## WHAT THIS TASK INVOLVES
Return only this: the line with "I see a woman's" and all the lines that follow it below, through the final one, exactly as they are.
DATA SUPPLIED Block Start
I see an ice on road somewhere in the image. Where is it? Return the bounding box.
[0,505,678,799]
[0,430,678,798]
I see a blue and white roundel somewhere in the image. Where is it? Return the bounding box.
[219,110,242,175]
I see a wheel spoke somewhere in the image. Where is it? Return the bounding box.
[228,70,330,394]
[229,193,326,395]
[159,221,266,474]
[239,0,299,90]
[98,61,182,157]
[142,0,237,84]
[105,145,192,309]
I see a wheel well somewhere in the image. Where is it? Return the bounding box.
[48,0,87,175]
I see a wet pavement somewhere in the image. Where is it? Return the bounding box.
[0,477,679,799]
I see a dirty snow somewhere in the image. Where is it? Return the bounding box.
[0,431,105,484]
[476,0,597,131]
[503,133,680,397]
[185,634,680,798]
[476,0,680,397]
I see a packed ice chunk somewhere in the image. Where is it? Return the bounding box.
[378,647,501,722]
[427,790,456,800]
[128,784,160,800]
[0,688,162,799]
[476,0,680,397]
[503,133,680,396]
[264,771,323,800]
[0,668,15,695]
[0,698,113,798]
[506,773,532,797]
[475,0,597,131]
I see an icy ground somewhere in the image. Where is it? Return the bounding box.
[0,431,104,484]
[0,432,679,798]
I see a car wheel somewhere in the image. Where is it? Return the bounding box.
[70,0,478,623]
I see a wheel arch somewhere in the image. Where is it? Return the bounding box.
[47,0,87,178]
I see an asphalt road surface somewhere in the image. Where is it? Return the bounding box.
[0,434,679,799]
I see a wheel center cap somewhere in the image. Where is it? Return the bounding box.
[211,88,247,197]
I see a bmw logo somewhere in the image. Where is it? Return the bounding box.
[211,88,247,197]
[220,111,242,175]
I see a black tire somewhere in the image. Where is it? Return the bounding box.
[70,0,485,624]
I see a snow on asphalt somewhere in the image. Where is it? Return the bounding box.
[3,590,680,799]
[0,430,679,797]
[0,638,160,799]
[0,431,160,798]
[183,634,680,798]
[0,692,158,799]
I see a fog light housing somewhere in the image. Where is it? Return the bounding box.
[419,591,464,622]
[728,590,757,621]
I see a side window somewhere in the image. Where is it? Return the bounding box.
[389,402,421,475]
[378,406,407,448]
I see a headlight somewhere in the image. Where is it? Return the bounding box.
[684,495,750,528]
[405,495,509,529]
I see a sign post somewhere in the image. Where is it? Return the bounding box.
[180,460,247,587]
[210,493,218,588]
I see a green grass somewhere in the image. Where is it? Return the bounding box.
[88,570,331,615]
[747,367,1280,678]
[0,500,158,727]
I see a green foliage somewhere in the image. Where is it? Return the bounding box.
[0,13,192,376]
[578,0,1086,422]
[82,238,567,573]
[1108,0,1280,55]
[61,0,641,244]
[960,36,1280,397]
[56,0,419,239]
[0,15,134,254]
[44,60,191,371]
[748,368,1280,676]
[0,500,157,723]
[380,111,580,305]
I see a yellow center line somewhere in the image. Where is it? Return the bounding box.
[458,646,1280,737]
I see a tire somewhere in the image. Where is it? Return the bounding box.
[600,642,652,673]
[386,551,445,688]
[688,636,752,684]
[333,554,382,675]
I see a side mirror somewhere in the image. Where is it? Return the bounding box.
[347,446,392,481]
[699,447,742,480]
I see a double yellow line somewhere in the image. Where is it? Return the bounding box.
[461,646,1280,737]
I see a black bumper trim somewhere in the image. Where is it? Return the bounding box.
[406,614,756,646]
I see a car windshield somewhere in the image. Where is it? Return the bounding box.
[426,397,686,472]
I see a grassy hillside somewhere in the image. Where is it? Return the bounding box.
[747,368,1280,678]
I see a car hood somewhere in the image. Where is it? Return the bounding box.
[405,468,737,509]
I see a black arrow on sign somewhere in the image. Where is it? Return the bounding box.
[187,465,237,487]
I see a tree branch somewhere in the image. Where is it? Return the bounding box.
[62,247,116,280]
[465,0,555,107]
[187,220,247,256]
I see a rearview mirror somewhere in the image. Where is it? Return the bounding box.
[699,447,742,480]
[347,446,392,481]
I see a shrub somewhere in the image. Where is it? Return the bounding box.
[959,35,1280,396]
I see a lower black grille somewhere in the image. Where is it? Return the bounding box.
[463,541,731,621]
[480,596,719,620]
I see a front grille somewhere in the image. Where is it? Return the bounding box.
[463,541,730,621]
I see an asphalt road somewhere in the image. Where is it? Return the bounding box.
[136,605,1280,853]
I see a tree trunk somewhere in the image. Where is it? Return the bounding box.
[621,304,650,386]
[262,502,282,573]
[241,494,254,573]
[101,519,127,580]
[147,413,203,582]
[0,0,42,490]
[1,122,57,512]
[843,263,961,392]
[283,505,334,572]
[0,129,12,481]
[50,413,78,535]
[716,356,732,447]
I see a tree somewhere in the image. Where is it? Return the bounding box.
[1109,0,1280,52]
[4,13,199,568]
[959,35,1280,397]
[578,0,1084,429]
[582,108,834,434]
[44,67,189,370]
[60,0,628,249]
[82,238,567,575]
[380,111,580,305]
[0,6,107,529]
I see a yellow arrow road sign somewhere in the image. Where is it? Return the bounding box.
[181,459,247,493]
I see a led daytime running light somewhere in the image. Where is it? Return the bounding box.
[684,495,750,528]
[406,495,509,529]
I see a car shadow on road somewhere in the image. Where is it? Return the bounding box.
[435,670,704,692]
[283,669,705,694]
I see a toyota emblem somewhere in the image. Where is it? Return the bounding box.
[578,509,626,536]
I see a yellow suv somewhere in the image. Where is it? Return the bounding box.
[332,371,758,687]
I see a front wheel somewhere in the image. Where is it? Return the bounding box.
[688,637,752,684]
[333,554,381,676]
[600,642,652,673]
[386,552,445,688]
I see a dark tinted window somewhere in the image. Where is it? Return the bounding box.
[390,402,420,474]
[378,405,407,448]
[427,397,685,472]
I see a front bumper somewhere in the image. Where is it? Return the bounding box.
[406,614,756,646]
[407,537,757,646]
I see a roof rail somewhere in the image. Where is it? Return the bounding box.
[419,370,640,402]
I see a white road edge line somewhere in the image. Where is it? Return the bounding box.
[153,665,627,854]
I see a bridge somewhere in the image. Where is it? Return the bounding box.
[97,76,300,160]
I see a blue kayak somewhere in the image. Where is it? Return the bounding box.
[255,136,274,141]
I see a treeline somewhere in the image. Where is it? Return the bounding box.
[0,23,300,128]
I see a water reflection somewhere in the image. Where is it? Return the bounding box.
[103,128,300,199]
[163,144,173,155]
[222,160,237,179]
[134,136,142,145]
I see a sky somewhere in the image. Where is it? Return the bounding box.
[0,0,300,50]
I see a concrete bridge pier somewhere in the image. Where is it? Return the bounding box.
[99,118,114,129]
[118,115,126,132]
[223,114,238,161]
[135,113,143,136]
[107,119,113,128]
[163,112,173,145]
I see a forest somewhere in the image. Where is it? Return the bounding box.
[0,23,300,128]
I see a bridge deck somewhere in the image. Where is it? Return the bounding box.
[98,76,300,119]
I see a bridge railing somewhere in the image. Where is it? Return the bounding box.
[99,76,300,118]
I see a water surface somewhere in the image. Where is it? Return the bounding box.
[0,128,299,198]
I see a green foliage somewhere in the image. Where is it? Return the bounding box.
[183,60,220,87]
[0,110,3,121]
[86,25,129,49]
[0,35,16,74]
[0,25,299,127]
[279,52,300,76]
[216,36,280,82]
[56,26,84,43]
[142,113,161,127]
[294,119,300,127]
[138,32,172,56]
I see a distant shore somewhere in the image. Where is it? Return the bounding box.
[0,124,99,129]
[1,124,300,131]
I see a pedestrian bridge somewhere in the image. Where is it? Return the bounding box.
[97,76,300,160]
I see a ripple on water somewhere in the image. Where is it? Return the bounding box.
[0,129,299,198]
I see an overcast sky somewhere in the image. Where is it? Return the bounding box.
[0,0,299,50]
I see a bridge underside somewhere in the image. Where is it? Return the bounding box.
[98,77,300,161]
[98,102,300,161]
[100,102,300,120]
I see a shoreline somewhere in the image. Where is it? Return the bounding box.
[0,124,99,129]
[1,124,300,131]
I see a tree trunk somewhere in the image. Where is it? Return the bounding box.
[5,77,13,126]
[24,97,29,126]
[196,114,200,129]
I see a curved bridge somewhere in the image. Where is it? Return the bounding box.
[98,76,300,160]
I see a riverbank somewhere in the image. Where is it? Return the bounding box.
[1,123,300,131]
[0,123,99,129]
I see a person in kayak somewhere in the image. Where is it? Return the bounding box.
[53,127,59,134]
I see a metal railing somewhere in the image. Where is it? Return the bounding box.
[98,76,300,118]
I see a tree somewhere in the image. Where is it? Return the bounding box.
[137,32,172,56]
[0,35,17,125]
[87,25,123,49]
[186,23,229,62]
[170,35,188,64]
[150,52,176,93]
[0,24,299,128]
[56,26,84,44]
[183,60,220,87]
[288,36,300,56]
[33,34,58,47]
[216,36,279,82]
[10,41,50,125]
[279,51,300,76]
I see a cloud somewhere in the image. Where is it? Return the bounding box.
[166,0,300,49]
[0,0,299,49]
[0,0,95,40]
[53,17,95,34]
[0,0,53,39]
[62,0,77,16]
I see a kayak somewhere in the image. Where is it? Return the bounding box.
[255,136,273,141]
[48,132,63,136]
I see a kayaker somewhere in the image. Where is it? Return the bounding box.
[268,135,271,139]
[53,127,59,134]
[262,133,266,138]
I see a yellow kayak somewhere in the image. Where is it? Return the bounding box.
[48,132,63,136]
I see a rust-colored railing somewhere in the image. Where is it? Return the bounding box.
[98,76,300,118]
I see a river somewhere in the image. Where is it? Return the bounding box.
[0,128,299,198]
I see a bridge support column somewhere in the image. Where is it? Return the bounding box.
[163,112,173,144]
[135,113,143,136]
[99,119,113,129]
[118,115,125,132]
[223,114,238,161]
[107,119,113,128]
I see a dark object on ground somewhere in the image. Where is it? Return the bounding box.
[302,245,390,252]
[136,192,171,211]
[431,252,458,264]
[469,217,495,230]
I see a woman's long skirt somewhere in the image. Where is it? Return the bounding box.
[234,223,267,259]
DATA SUPPLIED Block End
## OUTPUT FOR THIS TASK
I see a woman's long skirt somewhere in the image. Where is it? Return the bounding box.
[234,223,267,259]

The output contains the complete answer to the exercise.